-------- Records supplied --------

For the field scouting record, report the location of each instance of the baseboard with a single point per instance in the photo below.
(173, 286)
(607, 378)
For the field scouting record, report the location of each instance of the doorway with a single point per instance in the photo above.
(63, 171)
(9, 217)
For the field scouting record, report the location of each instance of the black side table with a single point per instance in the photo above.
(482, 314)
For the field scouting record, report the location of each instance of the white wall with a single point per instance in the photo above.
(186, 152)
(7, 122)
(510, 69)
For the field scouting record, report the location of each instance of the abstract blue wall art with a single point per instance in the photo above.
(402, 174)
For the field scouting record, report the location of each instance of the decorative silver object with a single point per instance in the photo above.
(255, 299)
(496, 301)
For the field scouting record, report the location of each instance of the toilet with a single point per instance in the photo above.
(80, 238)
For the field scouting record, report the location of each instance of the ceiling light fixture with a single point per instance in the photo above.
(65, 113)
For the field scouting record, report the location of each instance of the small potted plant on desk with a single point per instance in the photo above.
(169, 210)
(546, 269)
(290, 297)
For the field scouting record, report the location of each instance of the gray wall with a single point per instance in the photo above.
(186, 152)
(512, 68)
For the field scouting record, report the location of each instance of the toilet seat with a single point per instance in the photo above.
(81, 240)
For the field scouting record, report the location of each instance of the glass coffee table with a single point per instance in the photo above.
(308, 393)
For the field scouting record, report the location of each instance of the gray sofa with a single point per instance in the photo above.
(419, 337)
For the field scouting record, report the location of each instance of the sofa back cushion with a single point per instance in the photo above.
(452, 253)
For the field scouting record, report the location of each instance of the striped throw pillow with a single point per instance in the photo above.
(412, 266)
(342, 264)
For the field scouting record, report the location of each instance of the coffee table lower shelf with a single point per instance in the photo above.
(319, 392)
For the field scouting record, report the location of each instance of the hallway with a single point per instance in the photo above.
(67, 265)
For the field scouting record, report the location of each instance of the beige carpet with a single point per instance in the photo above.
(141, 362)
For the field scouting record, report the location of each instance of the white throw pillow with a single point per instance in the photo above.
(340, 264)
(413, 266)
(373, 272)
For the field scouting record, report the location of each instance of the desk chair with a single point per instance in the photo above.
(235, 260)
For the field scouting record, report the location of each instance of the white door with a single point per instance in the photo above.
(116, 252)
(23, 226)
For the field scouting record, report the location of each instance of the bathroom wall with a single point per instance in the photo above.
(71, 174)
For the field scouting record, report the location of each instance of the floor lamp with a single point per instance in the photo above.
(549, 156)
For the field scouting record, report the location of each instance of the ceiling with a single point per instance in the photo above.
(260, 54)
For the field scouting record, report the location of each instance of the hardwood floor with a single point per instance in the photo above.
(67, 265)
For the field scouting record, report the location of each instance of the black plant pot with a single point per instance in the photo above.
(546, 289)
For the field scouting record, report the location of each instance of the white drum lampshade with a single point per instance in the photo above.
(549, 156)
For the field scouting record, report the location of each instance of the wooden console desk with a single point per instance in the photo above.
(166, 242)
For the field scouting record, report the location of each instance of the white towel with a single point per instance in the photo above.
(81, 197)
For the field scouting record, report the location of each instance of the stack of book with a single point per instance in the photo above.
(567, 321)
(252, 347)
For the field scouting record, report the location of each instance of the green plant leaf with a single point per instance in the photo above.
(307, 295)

--------

▸ **Task details**:
Could you write out again only the records starting with the line with "the black plant" and going on through the end of the records, requests included, raising every coordinate in the answers by 105?

▸ **Result for this task**:
For the field scouting record, report the location of each instance of the black plant pot with a single point per instance in the photo above.
(651, 394)
For the field scouting record, report the location of each instance of the white drum lampshade with a single point per instance in the photo above.
(654, 261)
For the field scouting record, report the location of each instance of the wooden console desk with a single point per instance in the photo above.
(271, 347)
For the field scouting record, report the location of each instance of the white towel with a single point per instance in the photo above.
(186, 302)
For the field scouting record, report the location of each instance of the stack of book with a single point per instance in the photo above.
(672, 426)
(357, 452)
For the field scouting record, report the location of each instance of the green plant leaf with a single point per instance in the photo above.
(412, 400)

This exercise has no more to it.